What you have to do:
Copy every one of the records below line for line, leaving out the pictures.

Provided information:
--- begin ---

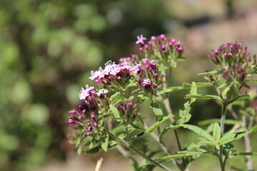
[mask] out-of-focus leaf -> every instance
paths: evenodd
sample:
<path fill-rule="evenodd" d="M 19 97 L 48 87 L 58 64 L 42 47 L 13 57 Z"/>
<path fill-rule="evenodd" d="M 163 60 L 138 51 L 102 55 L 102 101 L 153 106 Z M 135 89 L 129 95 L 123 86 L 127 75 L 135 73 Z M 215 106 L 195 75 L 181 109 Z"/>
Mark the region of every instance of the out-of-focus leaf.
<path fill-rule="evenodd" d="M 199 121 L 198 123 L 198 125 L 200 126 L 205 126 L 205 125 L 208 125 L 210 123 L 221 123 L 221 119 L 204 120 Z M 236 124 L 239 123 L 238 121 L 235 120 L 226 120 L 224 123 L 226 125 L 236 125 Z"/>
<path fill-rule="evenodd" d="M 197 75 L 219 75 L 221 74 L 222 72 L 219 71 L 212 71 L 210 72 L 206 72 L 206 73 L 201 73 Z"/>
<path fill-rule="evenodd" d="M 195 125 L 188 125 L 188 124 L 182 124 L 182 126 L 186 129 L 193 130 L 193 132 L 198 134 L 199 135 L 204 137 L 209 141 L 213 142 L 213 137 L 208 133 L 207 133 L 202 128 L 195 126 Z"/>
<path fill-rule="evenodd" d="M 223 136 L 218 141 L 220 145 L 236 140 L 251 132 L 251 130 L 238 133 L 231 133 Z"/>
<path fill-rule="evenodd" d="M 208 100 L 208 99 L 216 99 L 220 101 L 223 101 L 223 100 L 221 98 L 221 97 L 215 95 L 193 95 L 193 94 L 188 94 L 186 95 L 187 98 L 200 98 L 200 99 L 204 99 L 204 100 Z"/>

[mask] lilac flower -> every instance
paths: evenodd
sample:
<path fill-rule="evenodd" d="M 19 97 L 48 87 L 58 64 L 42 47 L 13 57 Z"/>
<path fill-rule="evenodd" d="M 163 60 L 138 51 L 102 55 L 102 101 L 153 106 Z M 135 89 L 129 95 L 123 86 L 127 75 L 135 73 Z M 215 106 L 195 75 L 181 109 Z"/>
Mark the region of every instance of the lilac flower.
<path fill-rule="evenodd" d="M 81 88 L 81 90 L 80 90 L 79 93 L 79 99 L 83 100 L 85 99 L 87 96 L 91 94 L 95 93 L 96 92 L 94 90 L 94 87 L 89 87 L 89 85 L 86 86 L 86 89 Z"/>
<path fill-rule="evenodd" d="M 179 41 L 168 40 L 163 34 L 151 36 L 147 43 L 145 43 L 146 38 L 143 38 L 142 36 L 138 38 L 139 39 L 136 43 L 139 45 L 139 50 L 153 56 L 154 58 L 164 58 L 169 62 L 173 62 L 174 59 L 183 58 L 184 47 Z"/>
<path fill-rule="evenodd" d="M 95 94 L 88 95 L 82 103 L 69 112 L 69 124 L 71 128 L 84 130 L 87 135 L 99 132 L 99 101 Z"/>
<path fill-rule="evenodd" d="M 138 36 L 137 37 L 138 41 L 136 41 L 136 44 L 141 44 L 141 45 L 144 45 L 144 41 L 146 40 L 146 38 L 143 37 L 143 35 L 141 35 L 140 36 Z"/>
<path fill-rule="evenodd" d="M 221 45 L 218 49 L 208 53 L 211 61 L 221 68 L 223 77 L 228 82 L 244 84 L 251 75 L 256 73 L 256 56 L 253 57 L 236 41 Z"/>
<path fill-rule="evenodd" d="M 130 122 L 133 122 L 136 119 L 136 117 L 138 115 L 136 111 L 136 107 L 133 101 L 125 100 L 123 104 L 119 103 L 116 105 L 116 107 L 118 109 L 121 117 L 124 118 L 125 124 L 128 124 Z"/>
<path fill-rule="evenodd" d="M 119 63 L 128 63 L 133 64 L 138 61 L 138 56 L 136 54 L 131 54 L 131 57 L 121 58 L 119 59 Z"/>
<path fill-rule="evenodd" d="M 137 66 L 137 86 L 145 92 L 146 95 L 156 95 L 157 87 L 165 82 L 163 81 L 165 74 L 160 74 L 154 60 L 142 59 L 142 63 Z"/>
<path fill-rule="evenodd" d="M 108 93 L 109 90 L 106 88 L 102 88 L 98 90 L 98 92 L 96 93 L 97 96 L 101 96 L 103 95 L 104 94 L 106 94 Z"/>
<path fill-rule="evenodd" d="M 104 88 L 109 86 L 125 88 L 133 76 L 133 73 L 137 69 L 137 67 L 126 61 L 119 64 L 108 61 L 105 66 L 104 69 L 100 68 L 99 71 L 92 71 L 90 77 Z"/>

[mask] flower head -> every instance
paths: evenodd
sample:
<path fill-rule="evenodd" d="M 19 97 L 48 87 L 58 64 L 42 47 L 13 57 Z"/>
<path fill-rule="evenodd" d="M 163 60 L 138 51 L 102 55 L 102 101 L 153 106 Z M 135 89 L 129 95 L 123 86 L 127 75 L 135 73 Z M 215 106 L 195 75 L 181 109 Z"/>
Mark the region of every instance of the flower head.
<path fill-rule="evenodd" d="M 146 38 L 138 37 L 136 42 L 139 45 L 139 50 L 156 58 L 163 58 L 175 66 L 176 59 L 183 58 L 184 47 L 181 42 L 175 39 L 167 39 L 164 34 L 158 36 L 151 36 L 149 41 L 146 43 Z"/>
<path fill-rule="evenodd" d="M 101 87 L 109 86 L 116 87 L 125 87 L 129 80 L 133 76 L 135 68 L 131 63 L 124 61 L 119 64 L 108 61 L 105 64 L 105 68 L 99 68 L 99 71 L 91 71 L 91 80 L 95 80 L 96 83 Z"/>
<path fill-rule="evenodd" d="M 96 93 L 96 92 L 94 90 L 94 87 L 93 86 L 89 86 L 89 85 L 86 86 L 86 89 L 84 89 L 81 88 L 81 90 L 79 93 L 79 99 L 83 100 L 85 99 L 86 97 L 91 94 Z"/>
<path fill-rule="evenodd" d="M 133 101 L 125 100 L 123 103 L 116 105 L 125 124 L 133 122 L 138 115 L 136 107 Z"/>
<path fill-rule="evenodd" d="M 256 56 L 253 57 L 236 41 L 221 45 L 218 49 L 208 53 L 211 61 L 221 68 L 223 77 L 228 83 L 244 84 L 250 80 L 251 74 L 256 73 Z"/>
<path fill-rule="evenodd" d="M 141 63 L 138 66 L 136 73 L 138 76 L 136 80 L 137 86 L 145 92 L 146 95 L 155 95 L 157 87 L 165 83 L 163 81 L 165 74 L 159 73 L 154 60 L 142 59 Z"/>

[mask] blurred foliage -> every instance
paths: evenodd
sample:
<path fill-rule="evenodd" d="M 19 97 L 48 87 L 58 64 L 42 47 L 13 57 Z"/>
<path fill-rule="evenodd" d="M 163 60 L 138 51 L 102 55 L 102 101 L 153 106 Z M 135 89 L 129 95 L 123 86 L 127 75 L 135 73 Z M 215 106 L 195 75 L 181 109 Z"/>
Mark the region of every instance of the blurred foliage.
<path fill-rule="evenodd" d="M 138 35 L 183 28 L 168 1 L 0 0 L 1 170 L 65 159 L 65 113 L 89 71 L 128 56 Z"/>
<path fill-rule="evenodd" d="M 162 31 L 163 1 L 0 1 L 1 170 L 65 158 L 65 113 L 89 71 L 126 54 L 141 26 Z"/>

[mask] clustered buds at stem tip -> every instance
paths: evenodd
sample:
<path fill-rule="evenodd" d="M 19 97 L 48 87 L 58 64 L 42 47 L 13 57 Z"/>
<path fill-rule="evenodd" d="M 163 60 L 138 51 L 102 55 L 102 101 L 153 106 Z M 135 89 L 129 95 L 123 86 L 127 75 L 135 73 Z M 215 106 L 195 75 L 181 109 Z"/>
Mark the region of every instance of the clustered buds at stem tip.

--- end ---

Reply:
[mask] out-of-focus leaf -> every instance
paths: evenodd
sample:
<path fill-rule="evenodd" d="M 19 97 L 48 87 L 58 64 L 42 47 L 13 57 Z"/>
<path fill-rule="evenodd" d="M 163 60 L 138 51 L 102 55 L 102 101 L 153 106 Z M 135 89 L 129 95 L 123 86 L 127 75 L 135 73 Z M 215 106 L 195 75 L 181 109 Z"/>
Mark the region of every instance of the out-of-focus leaf.
<path fill-rule="evenodd" d="M 199 121 L 198 123 L 198 125 L 200 126 L 205 126 L 205 125 L 208 125 L 210 123 L 221 123 L 221 119 L 204 120 Z M 236 124 L 239 123 L 238 121 L 235 120 L 226 120 L 224 123 L 226 125 L 236 125 Z"/>
<path fill-rule="evenodd" d="M 197 75 L 219 75 L 221 74 L 222 72 L 219 71 L 212 71 L 210 72 L 206 72 L 206 73 L 201 73 Z"/>
<path fill-rule="evenodd" d="M 195 125 L 188 125 L 188 124 L 182 124 L 182 126 L 186 129 L 193 130 L 193 132 L 198 134 L 199 135 L 204 137 L 209 141 L 213 142 L 213 137 L 208 133 L 207 133 L 202 128 L 195 126 Z"/>
<path fill-rule="evenodd" d="M 223 136 L 218 141 L 220 145 L 236 140 L 251 132 L 251 130 L 238 133 L 231 133 Z"/>
<path fill-rule="evenodd" d="M 208 100 L 208 99 L 216 99 L 220 101 L 223 101 L 223 100 L 221 98 L 221 97 L 215 95 L 193 95 L 193 94 L 188 94 L 186 95 L 187 98 L 200 98 L 200 99 L 204 99 L 204 100 Z"/>

[mask] lilac flower -> every instance
paths: evenodd
sample:
<path fill-rule="evenodd" d="M 19 97 L 48 87 L 58 64 L 42 47 L 13 57 Z"/>
<path fill-rule="evenodd" d="M 163 60 L 138 51 L 102 55 L 102 101 L 153 106 Z M 135 89 L 129 95 L 123 86 L 127 75 L 135 73 Z M 215 106 L 195 75 L 181 109 Z"/>
Mark the region of every instance of the lilac flower.
<path fill-rule="evenodd" d="M 81 88 L 81 90 L 80 90 L 79 93 L 79 99 L 83 100 L 85 99 L 87 96 L 91 94 L 95 93 L 96 92 L 94 90 L 94 87 L 89 87 L 89 85 L 86 86 L 86 89 Z"/>
<path fill-rule="evenodd" d="M 179 41 L 168 40 L 163 34 L 151 36 L 147 43 L 145 43 L 146 38 L 143 38 L 142 36 L 138 38 L 139 39 L 136 43 L 139 45 L 139 50 L 153 56 L 154 58 L 164 58 L 169 62 L 173 62 L 174 59 L 183 58 L 184 47 Z"/>
<path fill-rule="evenodd" d="M 95 94 L 88 95 L 82 103 L 69 112 L 69 124 L 71 128 L 84 130 L 87 135 L 99 132 L 99 101 Z"/>
<path fill-rule="evenodd" d="M 138 36 L 137 37 L 138 41 L 136 41 L 136 44 L 141 44 L 141 45 L 144 45 L 144 41 L 146 40 L 146 38 L 143 37 L 143 35 L 141 35 L 140 36 Z"/>
<path fill-rule="evenodd" d="M 221 45 L 218 49 L 208 53 L 211 61 L 221 68 L 223 77 L 228 82 L 244 84 L 251 75 L 256 73 L 256 56 L 253 57 L 236 41 Z"/>
<path fill-rule="evenodd" d="M 130 122 L 133 122 L 136 119 L 136 117 L 138 115 L 136 111 L 136 107 L 133 101 L 125 100 L 123 104 L 119 103 L 116 105 L 116 107 L 118 109 L 121 117 L 124 118 L 125 124 L 128 124 Z"/>
<path fill-rule="evenodd" d="M 119 63 L 128 63 L 133 64 L 138 61 L 138 56 L 136 54 L 131 54 L 131 57 L 121 58 L 119 59 Z"/>
<path fill-rule="evenodd" d="M 137 66 L 137 86 L 145 92 L 146 95 L 156 95 L 157 87 L 165 82 L 163 81 L 165 74 L 160 74 L 154 60 L 142 59 L 142 63 Z"/>
<path fill-rule="evenodd" d="M 108 93 L 109 90 L 106 88 L 102 88 L 98 90 L 98 92 L 96 93 L 97 96 L 101 96 L 103 95 L 104 94 L 106 94 Z"/>
<path fill-rule="evenodd" d="M 104 88 L 109 86 L 125 88 L 133 76 L 133 73 L 137 69 L 137 67 L 126 61 L 119 64 L 108 61 L 105 66 L 104 69 L 100 68 L 99 71 L 92 71 L 90 77 Z"/>

[mask] flower head -> every instance
paths: evenodd
sample:
<path fill-rule="evenodd" d="M 19 97 L 48 87 L 58 64 L 42 47 L 13 57 Z"/>
<path fill-rule="evenodd" d="M 163 60 L 138 51 L 102 55 L 102 101 L 153 106 Z M 135 89 L 129 95 L 123 86 L 127 75 L 135 73 Z M 215 106 L 195 75 L 181 109 Z"/>
Mark the region of every instance of the flower head.
<path fill-rule="evenodd" d="M 146 38 L 138 37 L 136 42 L 139 45 L 139 50 L 156 58 L 163 58 L 175 66 L 176 59 L 183 58 L 184 47 L 181 42 L 175 39 L 167 39 L 164 34 L 158 36 L 151 36 L 149 41 L 146 43 Z"/>
<path fill-rule="evenodd" d="M 101 87 L 109 86 L 116 87 L 125 87 L 129 80 L 133 76 L 135 68 L 131 63 L 124 61 L 119 64 L 108 61 L 105 64 L 105 68 L 99 68 L 99 71 L 91 71 L 91 80 L 95 80 L 96 83 Z"/>
<path fill-rule="evenodd" d="M 96 93 L 96 92 L 94 90 L 94 87 L 93 86 L 89 86 L 89 85 L 86 86 L 86 89 L 84 89 L 81 88 L 81 90 L 79 93 L 79 99 L 83 100 L 85 99 L 86 97 L 91 94 Z"/>
<path fill-rule="evenodd" d="M 133 101 L 125 100 L 123 103 L 116 105 L 125 124 L 133 122 L 138 115 L 136 107 Z"/>
<path fill-rule="evenodd" d="M 256 56 L 253 57 L 236 41 L 221 45 L 218 49 L 208 53 L 211 61 L 221 68 L 223 77 L 228 83 L 244 84 L 250 80 L 251 74 L 256 73 Z"/>
<path fill-rule="evenodd" d="M 141 63 L 138 66 L 136 73 L 138 76 L 136 80 L 137 86 L 145 92 L 146 95 L 155 95 L 157 87 L 165 83 L 163 81 L 165 74 L 159 73 L 154 60 L 142 59 Z"/>

[mask] blurred foliage -> every instance
paths: evenodd
sample:
<path fill-rule="evenodd" d="M 19 97 L 48 87 L 58 64 L 42 47 L 13 57 Z"/>
<path fill-rule="evenodd" d="M 163 60 L 138 51 L 102 55 L 102 101 L 153 106 Z M 135 89 L 129 95 L 123 86 L 127 75 L 135 73 Z M 215 106 L 195 75 L 181 109 Z"/>
Mark the region of every instance of the blurred foliage.
<path fill-rule="evenodd" d="M 138 35 L 183 28 L 168 1 L 0 0 L 1 170 L 65 159 L 65 113 L 89 71 L 128 56 Z"/>
<path fill-rule="evenodd" d="M 162 31 L 163 1 L 0 1 L 1 170 L 65 158 L 65 113 L 89 71 L 126 54 L 141 26 Z"/>

[mask] clustered buds at stem tip -> every instance
paths: evenodd
sample:
<path fill-rule="evenodd" d="M 19 97 L 48 87 L 58 64 L 42 47 L 13 57 Z"/>
<path fill-rule="evenodd" d="M 163 60 L 138 51 L 102 55 L 102 101 L 153 106 Z M 135 89 L 129 95 L 123 86 L 127 75 L 135 73 Z M 215 106 L 195 75 L 181 109 Z"/>
Mark the region of every instance of the clustered buds at stem tip.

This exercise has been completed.